Dataset entries.
****************

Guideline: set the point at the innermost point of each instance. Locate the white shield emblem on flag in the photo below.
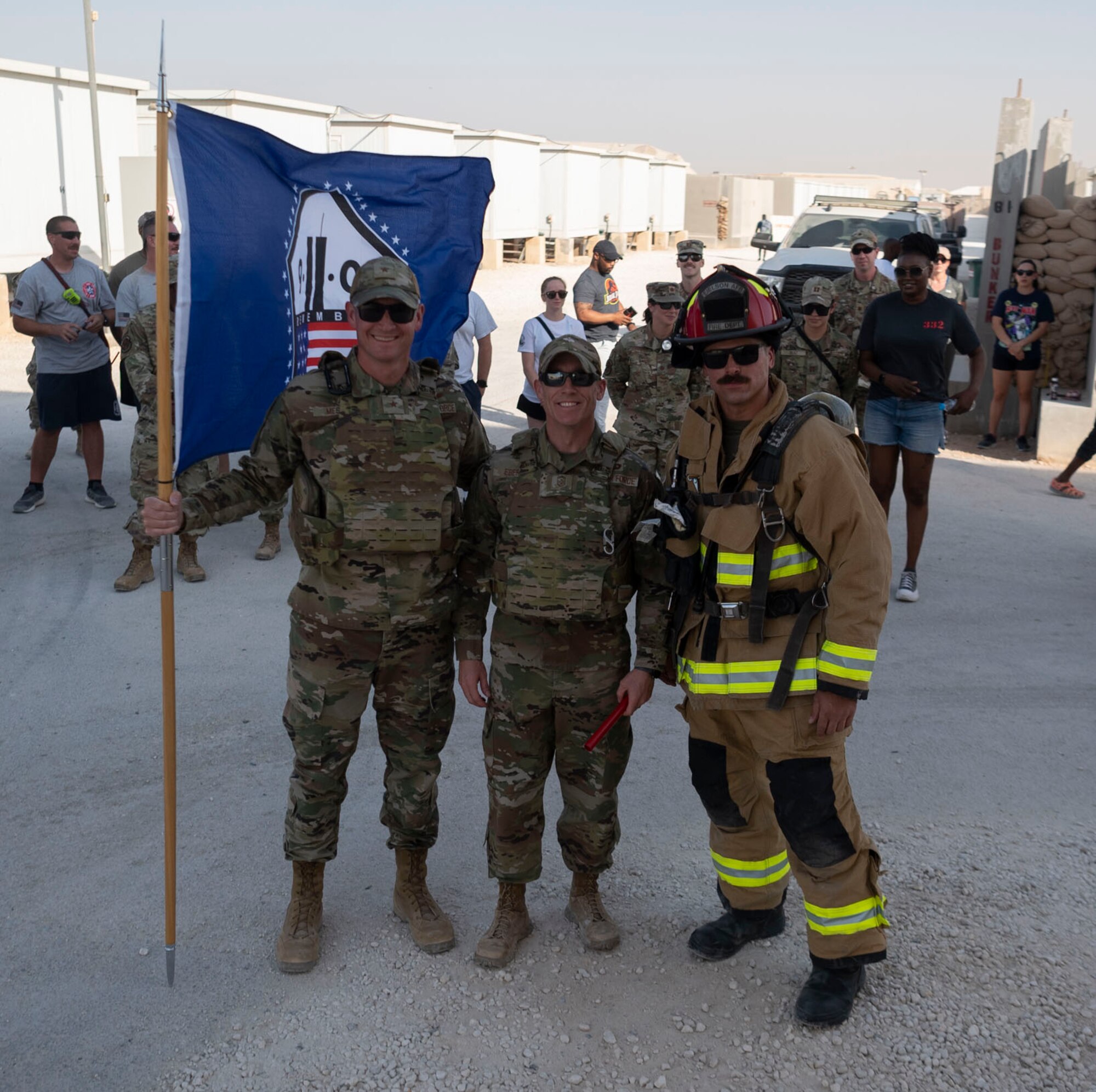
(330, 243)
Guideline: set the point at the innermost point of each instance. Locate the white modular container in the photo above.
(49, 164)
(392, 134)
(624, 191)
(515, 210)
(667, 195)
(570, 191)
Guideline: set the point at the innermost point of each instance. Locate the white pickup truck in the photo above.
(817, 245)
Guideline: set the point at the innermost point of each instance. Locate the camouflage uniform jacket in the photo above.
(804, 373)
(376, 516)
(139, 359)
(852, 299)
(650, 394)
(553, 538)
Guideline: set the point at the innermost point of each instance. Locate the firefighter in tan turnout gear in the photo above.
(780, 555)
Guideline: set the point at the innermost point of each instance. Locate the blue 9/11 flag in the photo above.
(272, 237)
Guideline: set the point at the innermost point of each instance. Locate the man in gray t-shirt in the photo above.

****************

Task brief. Write out every record above exactly as it stands, but leave out the pictures.

Solution to the problem.
Guideline: set the point at the innermost point of each instance. Locate the white shield emblem on flag in the photo below.
(330, 243)
Guideline: set the point at the innermost point of each instance. Locate the white modular container in the photo above.
(49, 164)
(392, 134)
(624, 191)
(515, 210)
(667, 195)
(570, 191)
Guideline: set the point at the innermost point of each instance. Locate the white pickup truck in the photo above.
(817, 245)
Guideline: set the point at the innermost point of each instance. Locate the camouflage uniform jacket in the photo above.
(804, 373)
(376, 516)
(139, 359)
(852, 299)
(650, 394)
(553, 538)
Guideline: set the point at the innermost point of each instance. Locate the firefighter in tan turnout gear in the photo above.
(780, 555)
Guideline: set the point at the innermost point of each instance. Locate the blue 9/11 flag in the photo above.
(272, 237)
Guideline: set the point at the innermost point of each instance. Locate the man in gray t-shirt in the photo above.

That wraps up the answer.